• _Problem details_:
Reproduce the material below verbatim, from the line that contains "Target: man in navy tracksuit" through the end of the material, both ends included.

• _Provided information_:
____

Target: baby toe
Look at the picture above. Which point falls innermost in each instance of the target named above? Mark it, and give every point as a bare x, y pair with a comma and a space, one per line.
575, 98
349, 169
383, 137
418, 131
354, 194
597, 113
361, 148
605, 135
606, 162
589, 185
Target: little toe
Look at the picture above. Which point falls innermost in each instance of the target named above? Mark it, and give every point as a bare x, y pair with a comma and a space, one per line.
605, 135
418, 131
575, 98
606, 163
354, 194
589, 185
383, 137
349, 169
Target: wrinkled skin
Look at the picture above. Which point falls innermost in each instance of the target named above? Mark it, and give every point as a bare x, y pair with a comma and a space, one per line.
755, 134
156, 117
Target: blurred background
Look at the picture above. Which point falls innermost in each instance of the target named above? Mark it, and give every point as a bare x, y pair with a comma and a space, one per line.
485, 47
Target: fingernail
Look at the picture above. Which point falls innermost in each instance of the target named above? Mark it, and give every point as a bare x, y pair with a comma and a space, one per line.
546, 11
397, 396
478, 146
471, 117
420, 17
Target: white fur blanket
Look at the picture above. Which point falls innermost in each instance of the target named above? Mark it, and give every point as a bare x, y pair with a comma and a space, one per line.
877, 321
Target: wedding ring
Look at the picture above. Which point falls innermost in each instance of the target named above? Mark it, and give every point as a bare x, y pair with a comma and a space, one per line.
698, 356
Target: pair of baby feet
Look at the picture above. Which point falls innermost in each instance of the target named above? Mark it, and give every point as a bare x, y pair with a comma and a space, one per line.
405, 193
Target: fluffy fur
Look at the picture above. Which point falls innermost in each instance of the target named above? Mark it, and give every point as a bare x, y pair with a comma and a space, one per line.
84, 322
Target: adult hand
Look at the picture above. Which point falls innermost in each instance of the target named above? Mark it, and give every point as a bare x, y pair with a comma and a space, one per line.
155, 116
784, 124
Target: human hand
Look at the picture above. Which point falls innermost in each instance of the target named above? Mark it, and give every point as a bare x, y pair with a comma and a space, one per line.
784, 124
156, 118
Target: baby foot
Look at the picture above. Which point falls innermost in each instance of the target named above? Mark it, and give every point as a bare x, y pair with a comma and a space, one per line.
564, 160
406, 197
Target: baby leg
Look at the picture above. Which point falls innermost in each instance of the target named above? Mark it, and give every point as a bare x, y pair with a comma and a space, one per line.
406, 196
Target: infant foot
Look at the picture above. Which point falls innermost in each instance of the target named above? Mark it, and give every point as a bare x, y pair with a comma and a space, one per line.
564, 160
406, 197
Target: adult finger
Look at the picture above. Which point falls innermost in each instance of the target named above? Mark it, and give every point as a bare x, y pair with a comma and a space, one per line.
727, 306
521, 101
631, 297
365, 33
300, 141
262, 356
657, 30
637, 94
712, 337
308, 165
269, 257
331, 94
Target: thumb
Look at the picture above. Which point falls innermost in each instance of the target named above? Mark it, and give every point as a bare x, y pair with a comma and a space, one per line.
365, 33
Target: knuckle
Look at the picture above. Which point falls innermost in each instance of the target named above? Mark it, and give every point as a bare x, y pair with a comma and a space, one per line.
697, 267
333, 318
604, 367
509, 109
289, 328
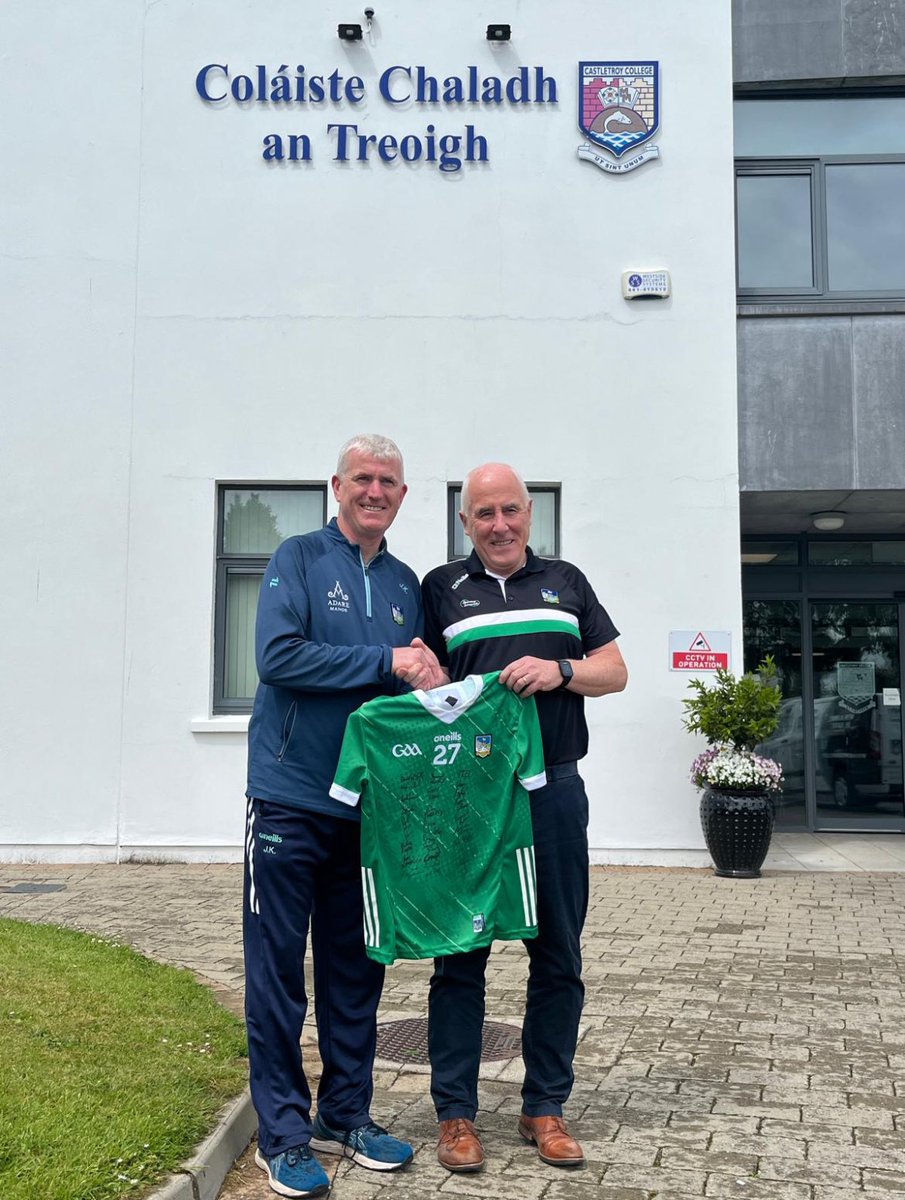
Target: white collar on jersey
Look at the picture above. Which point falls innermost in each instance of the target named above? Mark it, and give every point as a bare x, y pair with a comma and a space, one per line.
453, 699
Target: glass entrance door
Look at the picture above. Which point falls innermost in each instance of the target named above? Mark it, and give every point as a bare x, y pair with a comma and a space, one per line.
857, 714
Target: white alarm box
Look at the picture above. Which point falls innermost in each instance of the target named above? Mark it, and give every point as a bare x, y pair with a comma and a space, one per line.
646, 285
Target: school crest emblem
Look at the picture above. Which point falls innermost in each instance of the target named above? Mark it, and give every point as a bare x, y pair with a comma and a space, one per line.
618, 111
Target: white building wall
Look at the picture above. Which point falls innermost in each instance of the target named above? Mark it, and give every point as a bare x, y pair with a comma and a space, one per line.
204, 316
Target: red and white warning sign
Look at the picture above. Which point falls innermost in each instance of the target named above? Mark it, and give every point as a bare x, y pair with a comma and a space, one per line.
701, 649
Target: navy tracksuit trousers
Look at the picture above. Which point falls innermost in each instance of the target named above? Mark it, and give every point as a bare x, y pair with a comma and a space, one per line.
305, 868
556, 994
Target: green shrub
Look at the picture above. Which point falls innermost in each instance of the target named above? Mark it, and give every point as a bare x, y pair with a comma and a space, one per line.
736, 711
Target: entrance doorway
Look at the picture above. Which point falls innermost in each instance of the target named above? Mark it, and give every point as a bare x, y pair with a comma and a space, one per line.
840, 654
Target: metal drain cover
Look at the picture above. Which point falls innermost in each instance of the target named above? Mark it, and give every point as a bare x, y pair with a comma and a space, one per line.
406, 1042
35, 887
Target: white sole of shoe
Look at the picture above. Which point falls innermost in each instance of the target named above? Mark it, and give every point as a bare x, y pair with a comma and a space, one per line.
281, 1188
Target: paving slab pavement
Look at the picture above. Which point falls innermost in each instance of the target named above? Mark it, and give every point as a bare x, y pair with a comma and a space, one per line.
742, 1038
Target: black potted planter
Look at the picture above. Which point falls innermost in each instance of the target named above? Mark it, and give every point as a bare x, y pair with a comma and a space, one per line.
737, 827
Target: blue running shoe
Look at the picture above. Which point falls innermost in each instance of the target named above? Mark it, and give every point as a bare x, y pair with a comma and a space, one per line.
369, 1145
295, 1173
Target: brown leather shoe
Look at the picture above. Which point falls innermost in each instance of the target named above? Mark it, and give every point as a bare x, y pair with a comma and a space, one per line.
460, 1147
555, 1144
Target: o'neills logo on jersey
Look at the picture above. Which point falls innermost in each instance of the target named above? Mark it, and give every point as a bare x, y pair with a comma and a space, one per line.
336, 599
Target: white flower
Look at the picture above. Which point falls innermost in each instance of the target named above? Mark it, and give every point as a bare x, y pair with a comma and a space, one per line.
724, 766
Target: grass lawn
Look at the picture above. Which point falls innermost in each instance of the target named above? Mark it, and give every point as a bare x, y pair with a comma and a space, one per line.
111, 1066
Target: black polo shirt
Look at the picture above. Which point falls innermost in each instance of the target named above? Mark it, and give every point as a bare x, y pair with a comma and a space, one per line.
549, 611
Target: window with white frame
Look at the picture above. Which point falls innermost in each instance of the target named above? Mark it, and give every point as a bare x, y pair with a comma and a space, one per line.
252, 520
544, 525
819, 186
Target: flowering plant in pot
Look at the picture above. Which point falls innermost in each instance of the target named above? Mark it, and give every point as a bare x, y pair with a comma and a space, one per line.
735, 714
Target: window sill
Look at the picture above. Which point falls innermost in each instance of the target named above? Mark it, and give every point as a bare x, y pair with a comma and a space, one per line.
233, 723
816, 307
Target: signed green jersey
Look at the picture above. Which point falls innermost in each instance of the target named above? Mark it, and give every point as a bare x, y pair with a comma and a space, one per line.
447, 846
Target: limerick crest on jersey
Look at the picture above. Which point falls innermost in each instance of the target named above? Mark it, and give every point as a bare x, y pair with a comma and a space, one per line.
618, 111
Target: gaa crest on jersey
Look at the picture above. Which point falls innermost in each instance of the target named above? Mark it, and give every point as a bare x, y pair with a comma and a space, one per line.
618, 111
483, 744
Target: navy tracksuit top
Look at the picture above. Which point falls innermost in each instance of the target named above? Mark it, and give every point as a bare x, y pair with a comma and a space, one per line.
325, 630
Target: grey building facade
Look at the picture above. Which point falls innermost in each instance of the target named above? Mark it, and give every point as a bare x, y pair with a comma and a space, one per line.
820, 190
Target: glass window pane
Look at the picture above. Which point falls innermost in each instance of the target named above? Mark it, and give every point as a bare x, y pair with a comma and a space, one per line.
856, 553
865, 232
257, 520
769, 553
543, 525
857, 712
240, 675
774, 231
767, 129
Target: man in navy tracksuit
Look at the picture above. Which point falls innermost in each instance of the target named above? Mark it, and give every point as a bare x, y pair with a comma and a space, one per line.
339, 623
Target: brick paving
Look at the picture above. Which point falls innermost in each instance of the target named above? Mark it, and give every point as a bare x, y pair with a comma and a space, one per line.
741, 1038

____

• _Answer to the exercise_:
Target: man in navy tracksuit
Look at the picture above. Which point falls innermost in each instance of the target named above? Mark it, and give every point as a bare x, y pair with a comma and a space, one per line.
339, 623
Target: brick paving
Look at the picture above. Which point falls innermost in each instance of the target named above? Mark it, and give every point as a bare x, y pair with a comma and a space, one per line.
741, 1038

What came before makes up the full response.